◆ Task to complete:
Nothing except the pictures should be left out when you reproduce the listing exactly.

- Opening Delimiter -

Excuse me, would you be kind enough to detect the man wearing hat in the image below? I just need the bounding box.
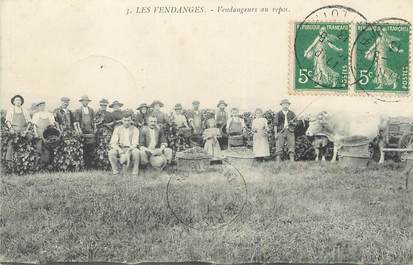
[274,99,297,162]
[5,95,31,134]
[139,116,174,169]
[150,100,169,128]
[109,100,124,127]
[171,104,189,129]
[186,100,204,145]
[215,100,228,149]
[74,95,96,169]
[96,98,114,126]
[54,97,74,131]
[5,95,32,162]
[134,103,149,128]
[32,101,57,139]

- Closing Delimiter -

◆ Finished exercise:
Excuse me, would you be kind enough to detect the man wearing hat in the image below? I just need the bounding box.
[274,99,297,162]
[5,95,31,134]
[139,116,174,169]
[150,100,169,128]
[109,100,124,127]
[171,104,189,129]
[186,100,204,145]
[215,100,228,149]
[74,95,96,169]
[96,98,114,126]
[54,97,74,131]
[5,95,32,162]
[134,103,149,128]
[32,101,57,139]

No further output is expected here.